# What you will do
Show every line of the items below that contains the string "wire", treating case as significant.

[Source records]
·····
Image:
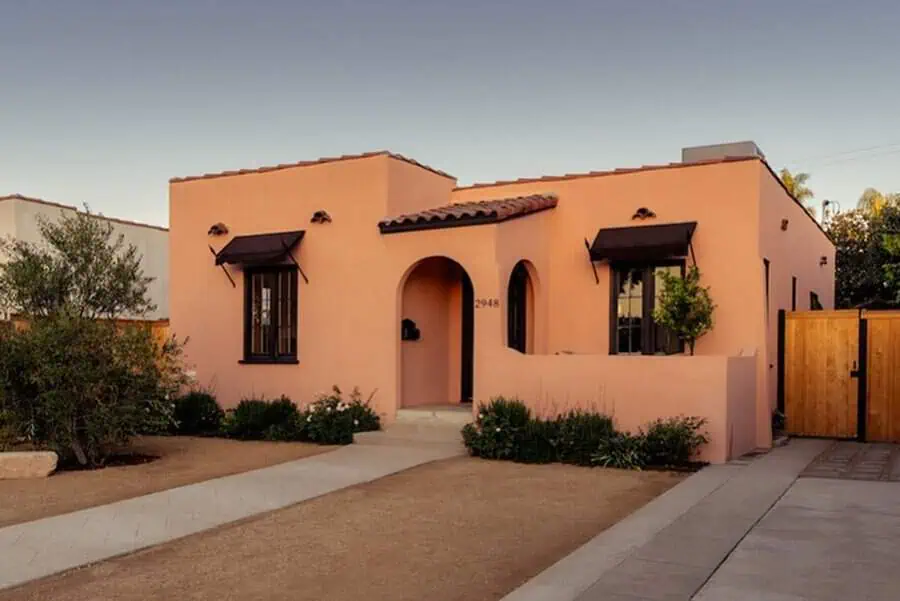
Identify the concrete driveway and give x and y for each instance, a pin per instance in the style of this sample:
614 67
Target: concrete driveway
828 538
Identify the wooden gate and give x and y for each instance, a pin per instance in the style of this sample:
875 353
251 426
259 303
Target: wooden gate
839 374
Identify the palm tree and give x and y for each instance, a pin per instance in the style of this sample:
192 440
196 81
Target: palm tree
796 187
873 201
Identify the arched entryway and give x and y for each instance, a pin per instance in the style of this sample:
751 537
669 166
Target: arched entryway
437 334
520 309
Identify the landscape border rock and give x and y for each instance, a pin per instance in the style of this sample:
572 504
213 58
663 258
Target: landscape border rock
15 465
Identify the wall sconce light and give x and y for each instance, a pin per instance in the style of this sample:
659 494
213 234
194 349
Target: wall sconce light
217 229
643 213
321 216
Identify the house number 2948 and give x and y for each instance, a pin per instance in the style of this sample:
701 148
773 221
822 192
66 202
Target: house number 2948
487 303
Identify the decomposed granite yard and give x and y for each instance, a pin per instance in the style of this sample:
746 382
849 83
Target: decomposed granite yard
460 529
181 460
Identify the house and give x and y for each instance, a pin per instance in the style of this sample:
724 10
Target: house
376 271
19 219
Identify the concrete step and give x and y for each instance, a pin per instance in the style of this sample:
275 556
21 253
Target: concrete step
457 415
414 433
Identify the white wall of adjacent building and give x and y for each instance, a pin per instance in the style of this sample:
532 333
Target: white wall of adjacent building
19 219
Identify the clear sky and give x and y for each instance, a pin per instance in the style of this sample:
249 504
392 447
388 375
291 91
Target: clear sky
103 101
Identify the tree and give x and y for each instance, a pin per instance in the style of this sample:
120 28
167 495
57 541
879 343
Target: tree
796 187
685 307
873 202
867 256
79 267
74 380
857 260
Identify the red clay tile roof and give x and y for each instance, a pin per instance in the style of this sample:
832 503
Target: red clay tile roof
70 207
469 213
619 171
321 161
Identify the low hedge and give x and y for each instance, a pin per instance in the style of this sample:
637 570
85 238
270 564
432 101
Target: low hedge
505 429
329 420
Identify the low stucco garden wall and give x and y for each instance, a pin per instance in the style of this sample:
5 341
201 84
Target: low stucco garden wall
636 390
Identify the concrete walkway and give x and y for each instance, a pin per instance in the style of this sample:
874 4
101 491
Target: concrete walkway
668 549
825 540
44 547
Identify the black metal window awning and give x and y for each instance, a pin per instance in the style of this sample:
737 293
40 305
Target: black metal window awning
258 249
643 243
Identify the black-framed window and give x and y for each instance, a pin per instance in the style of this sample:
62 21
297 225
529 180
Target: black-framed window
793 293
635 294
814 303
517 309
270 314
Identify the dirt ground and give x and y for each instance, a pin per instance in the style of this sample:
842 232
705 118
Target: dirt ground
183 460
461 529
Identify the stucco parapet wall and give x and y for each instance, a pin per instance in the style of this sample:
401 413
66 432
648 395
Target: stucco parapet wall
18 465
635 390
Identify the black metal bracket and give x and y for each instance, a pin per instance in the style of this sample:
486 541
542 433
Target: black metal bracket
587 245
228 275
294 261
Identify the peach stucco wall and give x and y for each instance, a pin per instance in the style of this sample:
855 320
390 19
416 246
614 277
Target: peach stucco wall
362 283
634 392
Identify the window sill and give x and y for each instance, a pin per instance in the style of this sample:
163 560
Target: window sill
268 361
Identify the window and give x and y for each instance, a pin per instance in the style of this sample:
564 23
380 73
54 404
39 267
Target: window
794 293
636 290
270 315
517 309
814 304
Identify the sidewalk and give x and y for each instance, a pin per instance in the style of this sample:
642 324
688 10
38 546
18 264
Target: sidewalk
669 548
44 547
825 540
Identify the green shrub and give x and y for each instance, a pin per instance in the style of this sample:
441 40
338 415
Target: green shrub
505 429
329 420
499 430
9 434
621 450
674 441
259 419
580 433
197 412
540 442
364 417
·····
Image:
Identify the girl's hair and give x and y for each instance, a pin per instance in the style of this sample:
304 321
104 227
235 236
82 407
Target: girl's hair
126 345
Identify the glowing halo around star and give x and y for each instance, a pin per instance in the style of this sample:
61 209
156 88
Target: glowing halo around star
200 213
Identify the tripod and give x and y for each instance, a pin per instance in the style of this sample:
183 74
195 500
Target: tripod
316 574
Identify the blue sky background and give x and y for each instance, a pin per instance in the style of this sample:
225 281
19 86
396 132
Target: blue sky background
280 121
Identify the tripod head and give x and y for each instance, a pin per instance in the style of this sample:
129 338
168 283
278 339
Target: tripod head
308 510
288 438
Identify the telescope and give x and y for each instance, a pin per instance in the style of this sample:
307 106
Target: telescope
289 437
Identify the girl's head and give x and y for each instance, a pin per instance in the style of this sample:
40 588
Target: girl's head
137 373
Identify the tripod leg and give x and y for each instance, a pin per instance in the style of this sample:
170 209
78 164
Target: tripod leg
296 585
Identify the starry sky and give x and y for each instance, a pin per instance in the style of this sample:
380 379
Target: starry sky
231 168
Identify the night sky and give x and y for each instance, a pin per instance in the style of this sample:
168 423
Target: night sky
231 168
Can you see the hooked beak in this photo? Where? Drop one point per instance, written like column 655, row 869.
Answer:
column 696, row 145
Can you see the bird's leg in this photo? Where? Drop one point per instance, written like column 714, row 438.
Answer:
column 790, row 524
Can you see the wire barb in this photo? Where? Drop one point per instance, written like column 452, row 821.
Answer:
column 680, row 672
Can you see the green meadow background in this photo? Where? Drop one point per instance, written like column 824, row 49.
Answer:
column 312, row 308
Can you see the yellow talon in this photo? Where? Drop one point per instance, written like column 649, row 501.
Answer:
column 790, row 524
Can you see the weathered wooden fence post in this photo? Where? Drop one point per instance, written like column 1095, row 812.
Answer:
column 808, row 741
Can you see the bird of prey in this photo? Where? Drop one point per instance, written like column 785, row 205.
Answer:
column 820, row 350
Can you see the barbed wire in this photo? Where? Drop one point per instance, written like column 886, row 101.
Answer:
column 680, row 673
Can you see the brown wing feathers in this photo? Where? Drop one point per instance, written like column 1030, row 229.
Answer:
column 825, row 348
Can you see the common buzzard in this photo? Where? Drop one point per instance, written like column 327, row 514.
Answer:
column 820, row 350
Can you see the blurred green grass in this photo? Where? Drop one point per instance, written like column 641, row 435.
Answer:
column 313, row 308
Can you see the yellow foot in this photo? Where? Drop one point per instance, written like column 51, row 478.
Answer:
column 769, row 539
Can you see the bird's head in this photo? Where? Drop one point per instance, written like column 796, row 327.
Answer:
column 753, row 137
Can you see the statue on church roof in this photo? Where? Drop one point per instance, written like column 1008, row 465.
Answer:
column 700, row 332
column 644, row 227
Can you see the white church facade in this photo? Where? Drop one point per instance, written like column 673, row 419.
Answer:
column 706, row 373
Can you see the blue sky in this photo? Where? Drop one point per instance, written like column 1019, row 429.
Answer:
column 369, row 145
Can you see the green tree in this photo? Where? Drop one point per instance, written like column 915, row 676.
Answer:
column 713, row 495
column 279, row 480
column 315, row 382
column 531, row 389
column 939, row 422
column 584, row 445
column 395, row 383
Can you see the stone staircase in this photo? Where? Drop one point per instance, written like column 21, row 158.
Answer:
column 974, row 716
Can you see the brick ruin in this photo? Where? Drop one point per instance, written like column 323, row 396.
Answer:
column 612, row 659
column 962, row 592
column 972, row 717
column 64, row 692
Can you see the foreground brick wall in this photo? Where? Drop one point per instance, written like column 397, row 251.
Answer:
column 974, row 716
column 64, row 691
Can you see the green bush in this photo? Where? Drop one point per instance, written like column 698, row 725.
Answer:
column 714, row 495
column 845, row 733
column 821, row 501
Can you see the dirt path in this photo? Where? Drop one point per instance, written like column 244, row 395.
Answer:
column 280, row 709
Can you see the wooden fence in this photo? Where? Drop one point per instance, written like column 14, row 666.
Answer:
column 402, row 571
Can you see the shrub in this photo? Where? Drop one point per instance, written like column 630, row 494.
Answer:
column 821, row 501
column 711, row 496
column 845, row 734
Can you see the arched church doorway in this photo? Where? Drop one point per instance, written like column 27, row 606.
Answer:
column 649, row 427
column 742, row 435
·····
# Result below
Can you see the wire barb in this photo? Where? Drop one point per instance, written like column 452, row 821.
Can you see the barbed wire in this photo? Where? Drop one point per instance, written like column 886, row 101.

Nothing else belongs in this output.